-------- SUPPLIED TEXT

Kernel Traffic #78 For 31 Jul 2000

By Zack Brown

Table Of Contents


There were a number of important threads about IDE problems, but some of them seem to still be ongoing, so I've moved all the related threads into the same bucket and will cover them together when they're done. Thanks go to Dylan Griffiths for pointing out a number of significant Subject lines in the whole debate.

Mailing List Stats For This Week

We looked at 748 posts in 3152K.

There were 396 different contributors. 139 posted more than once. 131 posted last week too.

The top posters of the week were:


1. Reliable MDA Card Detection
9 Jul 2000 - 24 Jul 2000 (27 posts) Subject: "MDA video detection request."
Topics: Assembly
People: Mike A. HarrisJames SimmonsAlan CoxMatan Ziv-Av

Mike A. Harris asked succinctly, "Anyone know how to reliably detect an MDA card (in-kernel) in a system that may have multiple adaptors (PCI/vga/MDA) multihead setup?" Edward Betts pointed him to 'drivers/video/mdacon.c', but James Simmons objected, "The current code to do detect MDA fails for some cards. I tried it on my Matrox Millenium card and it detected it as a mda card. At the time I was also running vgacon and I was testing to see what would happen if mdacon was called with no MDA card. I was hoping it would fail." Soeren Sonnenburg posted some interesting assembly code he'd found somewhere on the net, that attempted to do the detection. Matan Ziv-Av said this wouldn't work on non-Hercules MDA cards. He added that VGA cards might also emulate the behavior the algorithm checked for. Alan Cox replied:

The reliable way to detect an HGA card is to run through the VGA/EGA detect and only if VGA/EGA fails then check that the light pen port is changing value as you would expect. The light pen port check is used heavily - clone Herc cards emulate its behaviour even if they dont have one

This is well documented in some of the PC video books

But Matan pointed out, "The system has both vga card and mda card, so the vga test will not fail. The light pen ports are not available on mda cards, but only on hercules and compatibles."

Later in the thread, James posted a very short patch from Matan, that attempted to correctly identify the presence of MDA cards. He invited testers, and Ferenc Bakonyi reported success with 3 different Hercules cards, and a Riva 128 (Asus V3000) VGA card.

----------------

### DIRECTIONS
• A. In the Kernel Traffic summary, why did Matan Ziv-Av say Alan Cox's detection method would not work? Answer in one to three sentences.
• B. Answer these questions on the Kernel Traffic summary:
(i) How many posts were looked at this week?
(ii) Which card did James Simmons test that the current code wrongly detected as an MDA card?
(iii) With how many Hercules cards did Ferenc Bakonyi report success?
• C. Write the next part of the Kernel Traffic summary, carrying on from its last sentence.
The lines that come next have nothing to do with the Kernel Traffic summary.

-------- RECORD LIST

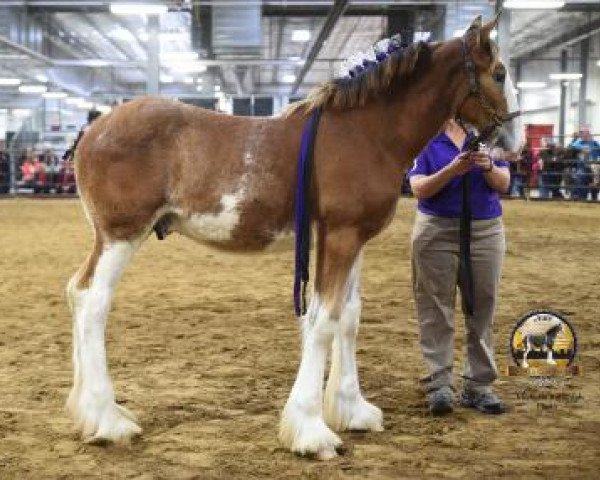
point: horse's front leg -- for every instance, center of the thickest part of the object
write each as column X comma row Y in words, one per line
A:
column 302, row 427
column 526, row 352
column 549, row 358
column 345, row 407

----------------

### ANSWERS TO THE EXERCISES
• A. The system in question has both a VGA card and an MDA card, so the VGA test would not fail. He also pointed out that MDA cards don't have light pen ports; only Hercules cards and compatibles do.

• B.
(i) 748
(ii) His Matrox Millenium card
(iii) 3

• C.
2. Filesystem Corruption On Western Digital Hard Drives
13 Jul 2000 - 18 Jul 2000 (12 posts) Subject: "2.4.0-test4 Corrupt filesystems"
People: Andre HedrickRoger Larsson

Someone reported filesystem corruption with 2.4.0-test3-pre7 and then again with 2.4.0-test4. He listed some of his system information:

Andre Hedrick replied, "How many FS's have to die before people quit trying to do UltraDMA on WDC drives?" For more on WDC drives, see Issue #54, Section #2  (28 Jan 2000: WDC Drives: Strange Requirements) .

Roger Larsson checked out the WDC home page, and said that it looked like newer disks should be OK, and that AC22100H was dependent on revision. The original poster gave a pointer to the Western Digital Linux FAQ ( that seemed to be what Roger had referred to. Andre Hedrick was extremely skeptical, and replied to Roger:

Until they prove it and I have an ata-analyser to observe the traces, I will not believe them. You know it is funny what you get to here and know when you are a full voting member of NCITS-T13-AT-Attachemnt Standards Committee. I believe the folks that I work with on the committee. I also asked WDC point blank about the issue, and got a NOP answer.

They know that all they have to do is call me on my cell and tehy will get me. So unless you are with WDC and will make a public counter statement to the facts and submit proof, web-propaganda does not cut it for me.

Roger posted a link he'd found to Western Digital EIDE Hard Drive Data Transfer Rates ( . Andre replied to this on the list, CCing Darrin Bulik of Western Digital. He said:

This does make it messy, now.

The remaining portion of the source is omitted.